* start Provided passage *
Agreed, I forgot Relson but he teaches the core BJJ self defense as well.


----------



## Buka

I'd fight Rickson, Rorion and Stipe Miocic before I fought Relson. I mean, quick dead either way, and Relson is a _really_ nice man, but he just scares me. I'm not even sure why.


----------



## msmitht

GreatUniter said:


> I know that Machado family bjj is derived from the Gracie lineage because Gracie taught Machado brothers. I heard that Machado's bjj is different from Gracie's. If so, what is the difference? Also, I heard that Machado's is more practical and street oriented and Gracie's for competitions. Is it true? Hoping to hear from someone that is familiar with both styles.


The Machado brothers learned from Carlos Gracie Jr., who learned from Helio,  Rorion and Rolles. .They along with others had to do the self defense as a part of training and promotion. They all know the fundamentals but is up to each individual what is taught. Some focus on self defense and others on BJJ competitions.
* end Provided passage *
• [Required work]:
1 > Write out the BJJ forum thread word for word, from "I'd fight Rickson, Rorion" to "with both styles.".
2 > Continue the forum thread about Machado and Gracie jiu-jitsu, starting after its last sentence.
* start Extracted entries *
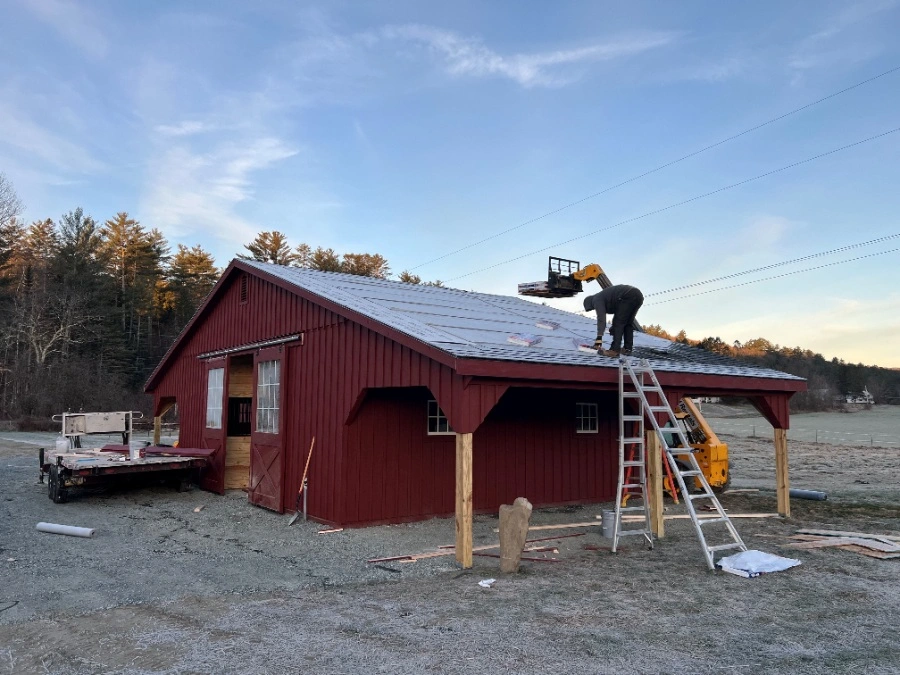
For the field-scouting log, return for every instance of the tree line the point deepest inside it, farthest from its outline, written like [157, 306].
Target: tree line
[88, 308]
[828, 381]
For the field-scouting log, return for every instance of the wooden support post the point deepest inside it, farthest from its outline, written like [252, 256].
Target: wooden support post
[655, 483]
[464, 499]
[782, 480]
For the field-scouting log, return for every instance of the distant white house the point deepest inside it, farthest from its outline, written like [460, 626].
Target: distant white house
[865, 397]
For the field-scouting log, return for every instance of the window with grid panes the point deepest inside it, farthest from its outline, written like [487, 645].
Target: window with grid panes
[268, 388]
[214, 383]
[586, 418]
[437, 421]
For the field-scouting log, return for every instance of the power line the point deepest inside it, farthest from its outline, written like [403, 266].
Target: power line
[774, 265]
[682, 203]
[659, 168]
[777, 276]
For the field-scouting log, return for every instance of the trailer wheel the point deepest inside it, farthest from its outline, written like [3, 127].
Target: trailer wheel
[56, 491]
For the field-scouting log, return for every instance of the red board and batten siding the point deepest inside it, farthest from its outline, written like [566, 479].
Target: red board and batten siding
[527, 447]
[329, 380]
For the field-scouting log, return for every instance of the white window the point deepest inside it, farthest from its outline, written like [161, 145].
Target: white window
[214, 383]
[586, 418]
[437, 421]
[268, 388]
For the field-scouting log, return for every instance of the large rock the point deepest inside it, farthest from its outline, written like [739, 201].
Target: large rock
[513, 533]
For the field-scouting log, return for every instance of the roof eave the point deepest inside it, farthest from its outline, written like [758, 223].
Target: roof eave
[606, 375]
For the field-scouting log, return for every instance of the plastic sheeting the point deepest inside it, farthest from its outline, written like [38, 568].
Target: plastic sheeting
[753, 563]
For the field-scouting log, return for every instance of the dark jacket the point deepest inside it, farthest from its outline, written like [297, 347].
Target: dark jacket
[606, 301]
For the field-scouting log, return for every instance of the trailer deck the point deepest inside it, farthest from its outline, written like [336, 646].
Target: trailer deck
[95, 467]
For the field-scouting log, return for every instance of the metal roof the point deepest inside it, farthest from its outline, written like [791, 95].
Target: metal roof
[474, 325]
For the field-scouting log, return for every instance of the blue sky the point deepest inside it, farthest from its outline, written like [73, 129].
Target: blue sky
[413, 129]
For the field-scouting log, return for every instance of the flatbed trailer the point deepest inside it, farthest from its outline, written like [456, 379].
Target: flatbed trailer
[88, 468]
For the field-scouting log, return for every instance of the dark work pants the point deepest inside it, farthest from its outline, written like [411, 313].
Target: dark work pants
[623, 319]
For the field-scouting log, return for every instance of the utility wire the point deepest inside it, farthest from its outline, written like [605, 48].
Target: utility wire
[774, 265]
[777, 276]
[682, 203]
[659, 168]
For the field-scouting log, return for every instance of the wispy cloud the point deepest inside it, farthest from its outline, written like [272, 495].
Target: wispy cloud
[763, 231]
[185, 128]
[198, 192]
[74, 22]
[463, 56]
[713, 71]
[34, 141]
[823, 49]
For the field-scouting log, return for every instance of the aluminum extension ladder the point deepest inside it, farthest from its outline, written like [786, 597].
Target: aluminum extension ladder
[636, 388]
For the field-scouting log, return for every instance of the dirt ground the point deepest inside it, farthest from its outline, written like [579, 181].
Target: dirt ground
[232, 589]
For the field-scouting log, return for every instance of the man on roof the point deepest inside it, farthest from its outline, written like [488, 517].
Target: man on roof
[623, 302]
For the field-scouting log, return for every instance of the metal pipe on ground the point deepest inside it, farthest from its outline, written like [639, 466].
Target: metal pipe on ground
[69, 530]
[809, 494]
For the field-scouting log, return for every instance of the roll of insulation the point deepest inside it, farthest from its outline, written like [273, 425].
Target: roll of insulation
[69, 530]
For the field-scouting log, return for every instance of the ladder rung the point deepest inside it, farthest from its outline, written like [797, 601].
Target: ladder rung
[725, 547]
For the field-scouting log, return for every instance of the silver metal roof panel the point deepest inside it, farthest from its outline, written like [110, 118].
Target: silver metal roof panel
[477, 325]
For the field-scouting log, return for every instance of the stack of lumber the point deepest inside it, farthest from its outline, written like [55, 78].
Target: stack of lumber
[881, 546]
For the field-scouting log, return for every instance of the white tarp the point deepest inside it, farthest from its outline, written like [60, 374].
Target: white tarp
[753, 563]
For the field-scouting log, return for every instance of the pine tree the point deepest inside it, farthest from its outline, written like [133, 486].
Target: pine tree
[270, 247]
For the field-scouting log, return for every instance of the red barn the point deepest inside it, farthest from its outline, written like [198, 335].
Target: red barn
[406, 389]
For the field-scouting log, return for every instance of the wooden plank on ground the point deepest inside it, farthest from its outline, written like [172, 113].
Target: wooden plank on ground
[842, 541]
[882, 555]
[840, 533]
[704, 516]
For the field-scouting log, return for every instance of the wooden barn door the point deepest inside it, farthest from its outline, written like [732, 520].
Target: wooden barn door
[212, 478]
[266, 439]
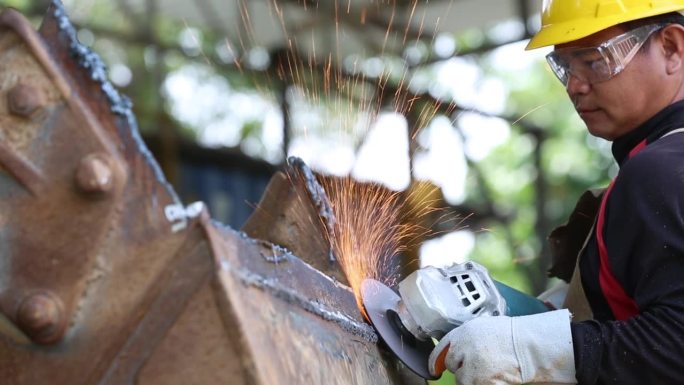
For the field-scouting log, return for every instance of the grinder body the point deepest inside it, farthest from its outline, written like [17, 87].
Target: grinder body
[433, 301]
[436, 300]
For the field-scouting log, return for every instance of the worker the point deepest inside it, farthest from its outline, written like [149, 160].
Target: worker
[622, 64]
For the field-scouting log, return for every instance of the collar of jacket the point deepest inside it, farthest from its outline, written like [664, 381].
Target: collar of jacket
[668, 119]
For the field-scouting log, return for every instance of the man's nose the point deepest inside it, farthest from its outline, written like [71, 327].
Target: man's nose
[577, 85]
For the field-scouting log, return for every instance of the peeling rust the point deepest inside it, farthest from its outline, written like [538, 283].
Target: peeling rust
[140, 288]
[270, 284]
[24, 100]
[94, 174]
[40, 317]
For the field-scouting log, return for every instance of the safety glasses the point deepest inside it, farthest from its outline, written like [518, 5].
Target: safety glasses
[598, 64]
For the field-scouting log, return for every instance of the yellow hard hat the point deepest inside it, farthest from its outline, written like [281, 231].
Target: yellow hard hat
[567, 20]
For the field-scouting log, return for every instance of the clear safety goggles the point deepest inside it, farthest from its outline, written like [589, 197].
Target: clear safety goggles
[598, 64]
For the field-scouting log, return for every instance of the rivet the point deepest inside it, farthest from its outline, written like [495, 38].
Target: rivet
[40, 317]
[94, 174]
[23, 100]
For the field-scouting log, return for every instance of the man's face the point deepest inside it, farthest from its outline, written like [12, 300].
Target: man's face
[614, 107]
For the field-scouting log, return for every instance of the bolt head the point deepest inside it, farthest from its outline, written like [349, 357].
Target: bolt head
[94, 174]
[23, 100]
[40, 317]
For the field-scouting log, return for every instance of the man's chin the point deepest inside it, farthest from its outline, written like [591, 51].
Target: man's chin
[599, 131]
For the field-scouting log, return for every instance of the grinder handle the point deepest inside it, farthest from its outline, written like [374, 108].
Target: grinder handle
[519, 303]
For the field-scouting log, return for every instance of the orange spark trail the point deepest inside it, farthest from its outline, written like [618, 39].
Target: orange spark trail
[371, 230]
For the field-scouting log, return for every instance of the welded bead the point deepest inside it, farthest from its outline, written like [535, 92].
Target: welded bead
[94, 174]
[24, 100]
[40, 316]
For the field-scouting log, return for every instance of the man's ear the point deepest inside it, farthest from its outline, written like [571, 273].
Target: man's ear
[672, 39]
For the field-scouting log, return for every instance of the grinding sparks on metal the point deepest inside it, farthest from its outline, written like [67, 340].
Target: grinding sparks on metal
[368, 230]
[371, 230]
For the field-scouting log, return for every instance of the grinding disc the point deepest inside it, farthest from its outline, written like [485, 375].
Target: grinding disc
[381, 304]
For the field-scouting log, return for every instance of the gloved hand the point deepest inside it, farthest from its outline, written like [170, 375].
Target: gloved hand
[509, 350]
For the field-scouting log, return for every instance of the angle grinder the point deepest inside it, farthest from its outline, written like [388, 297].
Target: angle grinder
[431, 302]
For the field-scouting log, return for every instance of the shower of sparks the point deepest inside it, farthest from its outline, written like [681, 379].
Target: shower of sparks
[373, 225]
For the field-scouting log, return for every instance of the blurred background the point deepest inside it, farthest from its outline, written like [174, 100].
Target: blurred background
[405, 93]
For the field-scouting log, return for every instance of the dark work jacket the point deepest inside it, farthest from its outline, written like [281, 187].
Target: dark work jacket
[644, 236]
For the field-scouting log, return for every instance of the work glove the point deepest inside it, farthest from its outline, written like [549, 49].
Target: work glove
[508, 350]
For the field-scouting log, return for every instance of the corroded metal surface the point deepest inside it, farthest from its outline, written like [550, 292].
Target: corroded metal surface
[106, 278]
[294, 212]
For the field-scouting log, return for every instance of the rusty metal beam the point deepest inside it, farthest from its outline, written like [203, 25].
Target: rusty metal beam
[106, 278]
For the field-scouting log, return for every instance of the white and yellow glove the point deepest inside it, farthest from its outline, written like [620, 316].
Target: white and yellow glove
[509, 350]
* end Extracted entries *
* start Extracted entries *
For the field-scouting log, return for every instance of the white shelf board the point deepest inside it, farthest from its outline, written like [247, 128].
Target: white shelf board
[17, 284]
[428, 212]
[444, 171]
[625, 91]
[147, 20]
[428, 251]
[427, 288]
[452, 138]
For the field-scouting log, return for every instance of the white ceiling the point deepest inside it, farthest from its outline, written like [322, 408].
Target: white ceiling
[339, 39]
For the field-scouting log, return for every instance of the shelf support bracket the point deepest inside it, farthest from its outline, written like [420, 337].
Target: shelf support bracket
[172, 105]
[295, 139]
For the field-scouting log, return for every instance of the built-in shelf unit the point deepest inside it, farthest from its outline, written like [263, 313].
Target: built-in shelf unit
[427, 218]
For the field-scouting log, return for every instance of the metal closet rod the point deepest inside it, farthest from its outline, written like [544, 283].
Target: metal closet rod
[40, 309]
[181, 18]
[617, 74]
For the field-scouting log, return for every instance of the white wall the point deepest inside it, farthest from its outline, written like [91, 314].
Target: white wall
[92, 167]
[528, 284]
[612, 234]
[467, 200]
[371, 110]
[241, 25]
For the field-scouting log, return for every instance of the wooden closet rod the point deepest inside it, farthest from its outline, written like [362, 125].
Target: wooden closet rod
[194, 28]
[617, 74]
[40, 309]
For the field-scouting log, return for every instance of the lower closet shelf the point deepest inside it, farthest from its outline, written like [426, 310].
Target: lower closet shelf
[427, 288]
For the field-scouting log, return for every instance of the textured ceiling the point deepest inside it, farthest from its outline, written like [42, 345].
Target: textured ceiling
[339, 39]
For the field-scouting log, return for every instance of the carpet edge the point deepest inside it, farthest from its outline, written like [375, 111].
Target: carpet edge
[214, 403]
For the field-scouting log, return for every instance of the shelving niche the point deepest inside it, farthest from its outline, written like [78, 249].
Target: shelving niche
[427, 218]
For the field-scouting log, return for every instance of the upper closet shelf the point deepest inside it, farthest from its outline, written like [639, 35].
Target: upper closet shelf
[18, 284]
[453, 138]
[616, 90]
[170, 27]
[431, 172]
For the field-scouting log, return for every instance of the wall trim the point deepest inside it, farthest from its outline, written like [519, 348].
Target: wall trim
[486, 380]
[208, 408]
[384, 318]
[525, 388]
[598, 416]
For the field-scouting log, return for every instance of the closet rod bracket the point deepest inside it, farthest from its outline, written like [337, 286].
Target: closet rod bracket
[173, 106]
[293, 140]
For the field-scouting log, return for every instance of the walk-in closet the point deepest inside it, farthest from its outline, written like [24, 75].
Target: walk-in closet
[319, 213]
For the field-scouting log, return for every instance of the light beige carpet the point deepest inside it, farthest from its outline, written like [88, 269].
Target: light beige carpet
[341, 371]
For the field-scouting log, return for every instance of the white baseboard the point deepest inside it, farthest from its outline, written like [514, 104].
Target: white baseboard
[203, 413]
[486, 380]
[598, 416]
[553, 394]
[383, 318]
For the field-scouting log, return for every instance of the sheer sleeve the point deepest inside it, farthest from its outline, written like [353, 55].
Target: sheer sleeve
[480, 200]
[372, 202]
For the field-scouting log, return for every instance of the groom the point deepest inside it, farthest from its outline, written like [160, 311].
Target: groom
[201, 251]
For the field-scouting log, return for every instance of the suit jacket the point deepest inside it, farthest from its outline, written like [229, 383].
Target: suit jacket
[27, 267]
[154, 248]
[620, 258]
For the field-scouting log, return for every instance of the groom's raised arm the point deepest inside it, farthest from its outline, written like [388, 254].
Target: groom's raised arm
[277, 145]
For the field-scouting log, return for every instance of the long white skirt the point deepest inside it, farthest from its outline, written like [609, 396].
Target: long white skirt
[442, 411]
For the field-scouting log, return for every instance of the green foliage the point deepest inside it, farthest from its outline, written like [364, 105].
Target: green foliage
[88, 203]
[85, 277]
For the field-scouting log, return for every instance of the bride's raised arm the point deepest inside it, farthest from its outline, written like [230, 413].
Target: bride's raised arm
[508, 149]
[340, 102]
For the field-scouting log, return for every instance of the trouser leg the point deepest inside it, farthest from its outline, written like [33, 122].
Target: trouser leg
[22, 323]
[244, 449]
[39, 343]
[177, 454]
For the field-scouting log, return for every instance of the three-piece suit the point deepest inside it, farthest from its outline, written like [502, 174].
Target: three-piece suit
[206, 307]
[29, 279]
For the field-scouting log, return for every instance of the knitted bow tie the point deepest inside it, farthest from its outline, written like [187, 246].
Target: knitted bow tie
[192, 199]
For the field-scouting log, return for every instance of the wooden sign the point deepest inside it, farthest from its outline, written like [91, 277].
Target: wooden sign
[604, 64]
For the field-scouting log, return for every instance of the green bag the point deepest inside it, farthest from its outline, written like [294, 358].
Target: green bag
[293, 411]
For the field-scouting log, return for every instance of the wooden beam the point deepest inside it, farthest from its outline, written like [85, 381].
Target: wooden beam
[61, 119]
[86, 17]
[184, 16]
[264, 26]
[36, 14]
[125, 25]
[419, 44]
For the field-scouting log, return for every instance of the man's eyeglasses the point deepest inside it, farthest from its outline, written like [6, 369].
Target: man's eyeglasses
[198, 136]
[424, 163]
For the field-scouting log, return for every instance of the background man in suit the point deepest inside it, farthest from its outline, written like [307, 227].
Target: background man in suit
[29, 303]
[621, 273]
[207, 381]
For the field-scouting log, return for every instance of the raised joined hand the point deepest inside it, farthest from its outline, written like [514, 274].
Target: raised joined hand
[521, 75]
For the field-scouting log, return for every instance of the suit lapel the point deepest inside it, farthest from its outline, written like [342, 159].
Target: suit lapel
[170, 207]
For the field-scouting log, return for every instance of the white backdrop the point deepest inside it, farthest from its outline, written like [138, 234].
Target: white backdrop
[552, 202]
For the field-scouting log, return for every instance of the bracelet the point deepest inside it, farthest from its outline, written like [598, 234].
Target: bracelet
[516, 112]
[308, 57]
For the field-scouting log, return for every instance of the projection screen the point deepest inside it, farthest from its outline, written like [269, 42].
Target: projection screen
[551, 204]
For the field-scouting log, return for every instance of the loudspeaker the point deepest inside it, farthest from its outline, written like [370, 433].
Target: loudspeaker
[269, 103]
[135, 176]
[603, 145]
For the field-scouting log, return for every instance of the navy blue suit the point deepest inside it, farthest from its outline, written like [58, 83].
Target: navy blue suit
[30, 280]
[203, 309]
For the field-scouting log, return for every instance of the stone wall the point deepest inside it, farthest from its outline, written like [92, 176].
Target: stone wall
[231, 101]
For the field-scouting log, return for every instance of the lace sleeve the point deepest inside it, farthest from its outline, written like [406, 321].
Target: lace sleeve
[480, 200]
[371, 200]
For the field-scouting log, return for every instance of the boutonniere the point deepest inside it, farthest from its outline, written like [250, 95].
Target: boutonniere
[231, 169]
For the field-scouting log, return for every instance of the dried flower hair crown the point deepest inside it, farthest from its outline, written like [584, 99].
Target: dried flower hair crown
* end Extracted entries *
* start Extracted entries *
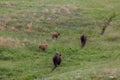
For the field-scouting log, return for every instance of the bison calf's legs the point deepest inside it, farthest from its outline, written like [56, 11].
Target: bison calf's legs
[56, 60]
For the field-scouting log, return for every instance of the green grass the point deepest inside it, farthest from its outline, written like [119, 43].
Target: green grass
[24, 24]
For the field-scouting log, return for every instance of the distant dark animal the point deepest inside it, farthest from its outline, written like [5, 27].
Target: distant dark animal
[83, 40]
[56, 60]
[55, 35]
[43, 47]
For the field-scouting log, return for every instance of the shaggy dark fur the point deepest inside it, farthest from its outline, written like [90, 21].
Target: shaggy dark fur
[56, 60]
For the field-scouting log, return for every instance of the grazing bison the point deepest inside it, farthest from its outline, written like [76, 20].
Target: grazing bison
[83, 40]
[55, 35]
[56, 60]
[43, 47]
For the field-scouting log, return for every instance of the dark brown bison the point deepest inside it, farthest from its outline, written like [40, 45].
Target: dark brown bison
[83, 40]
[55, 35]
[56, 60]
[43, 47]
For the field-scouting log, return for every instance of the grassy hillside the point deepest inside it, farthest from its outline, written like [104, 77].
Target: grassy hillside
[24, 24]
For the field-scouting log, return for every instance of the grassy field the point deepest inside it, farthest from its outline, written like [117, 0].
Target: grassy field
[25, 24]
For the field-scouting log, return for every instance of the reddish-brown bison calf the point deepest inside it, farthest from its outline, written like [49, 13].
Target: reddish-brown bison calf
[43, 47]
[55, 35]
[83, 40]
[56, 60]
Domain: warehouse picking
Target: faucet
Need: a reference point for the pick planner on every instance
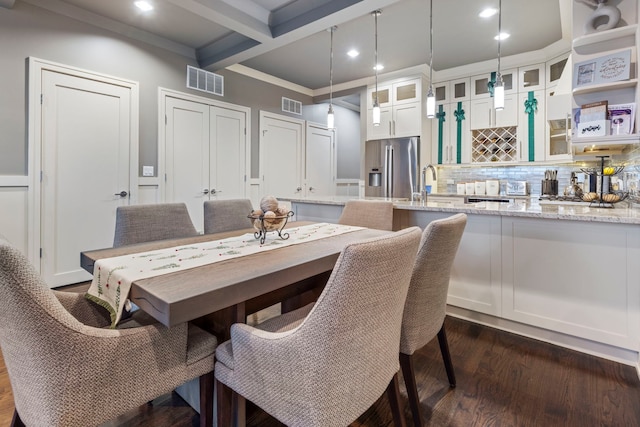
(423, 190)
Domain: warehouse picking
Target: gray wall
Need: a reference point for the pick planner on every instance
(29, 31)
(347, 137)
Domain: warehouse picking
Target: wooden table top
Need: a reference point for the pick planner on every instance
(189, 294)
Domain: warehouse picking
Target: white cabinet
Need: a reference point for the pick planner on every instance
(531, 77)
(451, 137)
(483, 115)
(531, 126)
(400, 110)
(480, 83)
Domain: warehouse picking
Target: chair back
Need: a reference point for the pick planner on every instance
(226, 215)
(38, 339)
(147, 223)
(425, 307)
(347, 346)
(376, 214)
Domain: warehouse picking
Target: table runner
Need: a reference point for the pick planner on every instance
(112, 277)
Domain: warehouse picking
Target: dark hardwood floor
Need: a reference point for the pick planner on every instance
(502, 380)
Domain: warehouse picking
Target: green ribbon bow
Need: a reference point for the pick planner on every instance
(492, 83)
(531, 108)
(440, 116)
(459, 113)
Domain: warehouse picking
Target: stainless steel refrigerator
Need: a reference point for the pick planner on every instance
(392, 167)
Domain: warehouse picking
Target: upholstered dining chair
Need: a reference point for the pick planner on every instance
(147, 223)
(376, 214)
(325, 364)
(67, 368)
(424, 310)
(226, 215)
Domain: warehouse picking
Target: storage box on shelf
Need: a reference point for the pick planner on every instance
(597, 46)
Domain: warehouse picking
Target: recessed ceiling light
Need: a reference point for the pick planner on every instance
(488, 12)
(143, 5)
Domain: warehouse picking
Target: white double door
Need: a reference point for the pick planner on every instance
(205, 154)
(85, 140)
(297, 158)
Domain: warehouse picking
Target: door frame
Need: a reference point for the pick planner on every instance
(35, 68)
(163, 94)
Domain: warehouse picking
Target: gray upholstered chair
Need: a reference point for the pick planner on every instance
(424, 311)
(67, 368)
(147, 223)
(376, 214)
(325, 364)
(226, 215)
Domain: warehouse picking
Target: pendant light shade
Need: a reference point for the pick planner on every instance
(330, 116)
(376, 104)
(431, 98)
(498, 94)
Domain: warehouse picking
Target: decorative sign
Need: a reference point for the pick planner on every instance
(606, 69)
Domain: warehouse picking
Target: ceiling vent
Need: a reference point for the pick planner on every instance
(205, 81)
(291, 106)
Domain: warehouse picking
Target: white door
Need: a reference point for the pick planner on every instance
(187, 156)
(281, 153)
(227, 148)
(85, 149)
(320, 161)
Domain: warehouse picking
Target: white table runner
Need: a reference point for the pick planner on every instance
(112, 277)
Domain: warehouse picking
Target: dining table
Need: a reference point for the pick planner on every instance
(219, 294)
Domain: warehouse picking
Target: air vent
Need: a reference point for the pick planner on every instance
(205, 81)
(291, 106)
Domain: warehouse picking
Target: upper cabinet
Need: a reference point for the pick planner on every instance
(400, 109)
* end Extracted entries *
• [Responses by task]:
1 >
I'd fight Rickson, Rorion and Stipe Miocic before I fought Relson. I mean, quick dead either way, and Relson is a _really_ nice man, but he just scares me. I'm not even sure why.


----------



## msmitht

GreatUniter said:


> I know that Machado family bjj is derived from the Gracie lineage because Gracie taught Machado brothers. I heard that Machado's bjj is different from Gracie's. If so, what is the difference? Also, I heard that Machado's is more practical and street oriented and Gracie's for competitions. Is it true? Hoping to hear from someone that is familiar with both styles.

2 >
----------



## GreatUniter

msmitht said:


> The Machado brothers learned from Carlos Gracie Jr., who learned from Helio,  Rorion and Rolles. .They along with others had to do the self defense as a part of training and promotion. They all know the fundamentals but is up to each individual what is taught. Some focus on self defense and others on BJJ competitions.



Thank you for your explanation.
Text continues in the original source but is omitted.